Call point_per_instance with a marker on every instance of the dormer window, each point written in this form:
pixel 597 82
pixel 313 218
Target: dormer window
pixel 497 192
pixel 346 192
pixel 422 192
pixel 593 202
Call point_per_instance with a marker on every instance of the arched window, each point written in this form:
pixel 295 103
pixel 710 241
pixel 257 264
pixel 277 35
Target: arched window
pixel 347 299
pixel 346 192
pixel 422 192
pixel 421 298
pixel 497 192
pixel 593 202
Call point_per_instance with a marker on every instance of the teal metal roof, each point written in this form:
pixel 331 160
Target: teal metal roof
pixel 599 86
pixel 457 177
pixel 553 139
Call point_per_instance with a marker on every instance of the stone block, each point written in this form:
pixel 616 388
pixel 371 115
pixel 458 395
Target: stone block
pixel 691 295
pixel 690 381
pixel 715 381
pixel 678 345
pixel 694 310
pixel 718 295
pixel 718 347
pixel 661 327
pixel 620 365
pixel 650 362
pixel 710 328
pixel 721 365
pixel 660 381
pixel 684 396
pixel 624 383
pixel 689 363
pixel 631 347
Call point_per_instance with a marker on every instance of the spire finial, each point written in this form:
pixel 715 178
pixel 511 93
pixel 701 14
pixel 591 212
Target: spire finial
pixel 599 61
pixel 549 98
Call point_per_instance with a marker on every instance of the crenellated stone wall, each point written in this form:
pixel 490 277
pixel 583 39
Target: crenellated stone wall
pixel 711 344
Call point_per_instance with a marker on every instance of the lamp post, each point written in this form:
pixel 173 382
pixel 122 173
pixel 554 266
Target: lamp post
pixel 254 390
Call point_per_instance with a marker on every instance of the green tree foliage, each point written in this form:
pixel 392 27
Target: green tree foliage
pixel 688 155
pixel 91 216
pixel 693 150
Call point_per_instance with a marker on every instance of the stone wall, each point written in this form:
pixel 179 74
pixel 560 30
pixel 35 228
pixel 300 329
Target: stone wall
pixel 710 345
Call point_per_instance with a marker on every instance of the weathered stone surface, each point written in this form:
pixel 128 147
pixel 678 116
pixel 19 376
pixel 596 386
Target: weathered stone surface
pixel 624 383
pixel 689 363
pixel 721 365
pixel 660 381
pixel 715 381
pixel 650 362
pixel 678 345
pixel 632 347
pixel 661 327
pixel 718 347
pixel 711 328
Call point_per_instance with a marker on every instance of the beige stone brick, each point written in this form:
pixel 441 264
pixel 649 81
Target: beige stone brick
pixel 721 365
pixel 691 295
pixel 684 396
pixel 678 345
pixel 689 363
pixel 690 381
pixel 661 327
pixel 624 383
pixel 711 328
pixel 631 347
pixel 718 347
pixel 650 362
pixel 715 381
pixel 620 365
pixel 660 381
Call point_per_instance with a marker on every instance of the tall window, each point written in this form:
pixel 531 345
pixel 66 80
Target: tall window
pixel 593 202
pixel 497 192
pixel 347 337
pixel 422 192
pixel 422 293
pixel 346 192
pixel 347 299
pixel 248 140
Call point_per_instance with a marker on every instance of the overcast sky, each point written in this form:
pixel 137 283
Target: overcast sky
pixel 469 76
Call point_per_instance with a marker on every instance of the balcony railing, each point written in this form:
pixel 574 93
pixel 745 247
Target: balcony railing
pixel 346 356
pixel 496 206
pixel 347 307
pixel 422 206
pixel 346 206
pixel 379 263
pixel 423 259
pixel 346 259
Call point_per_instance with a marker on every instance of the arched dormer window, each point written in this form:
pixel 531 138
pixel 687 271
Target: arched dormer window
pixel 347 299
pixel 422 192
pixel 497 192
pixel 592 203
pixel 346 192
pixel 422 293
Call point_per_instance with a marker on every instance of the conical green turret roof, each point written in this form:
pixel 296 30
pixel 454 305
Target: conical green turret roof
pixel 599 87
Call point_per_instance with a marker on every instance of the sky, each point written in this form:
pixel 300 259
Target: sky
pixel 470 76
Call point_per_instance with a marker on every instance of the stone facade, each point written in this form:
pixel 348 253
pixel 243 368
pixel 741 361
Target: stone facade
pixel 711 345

========================================================================

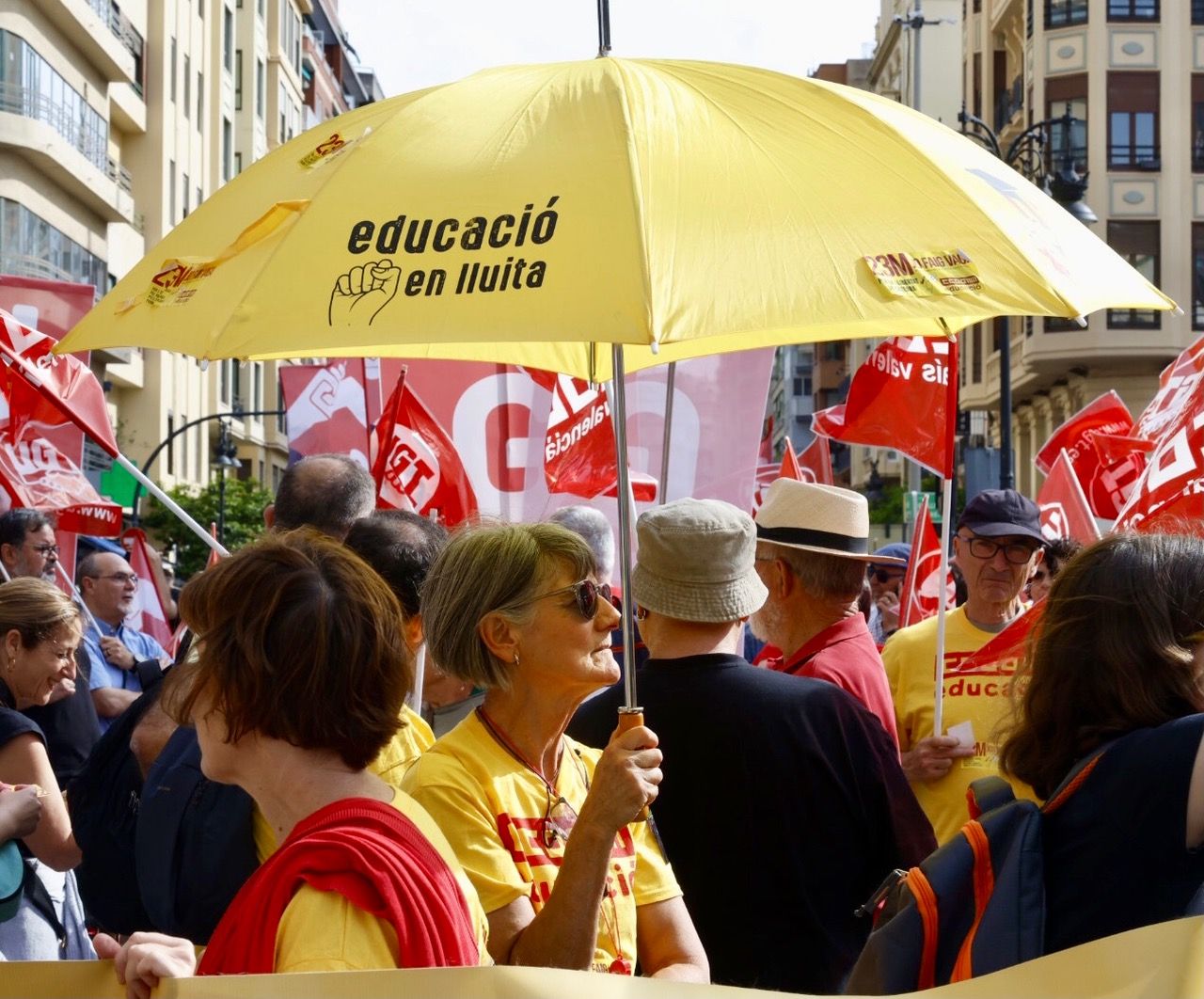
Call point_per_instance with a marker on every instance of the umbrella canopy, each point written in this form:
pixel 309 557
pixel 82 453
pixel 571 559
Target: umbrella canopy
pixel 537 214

========================================================================

■ Exercise prompt: Write out the records above word for word, from the line containing "the sky, each" through the line containing "pixel 470 76", including both of those lines.

■ Solution:
Call point_per_instance with a marker on every instance of the sky, each point written in this form:
pixel 300 259
Target: sky
pixel 470 76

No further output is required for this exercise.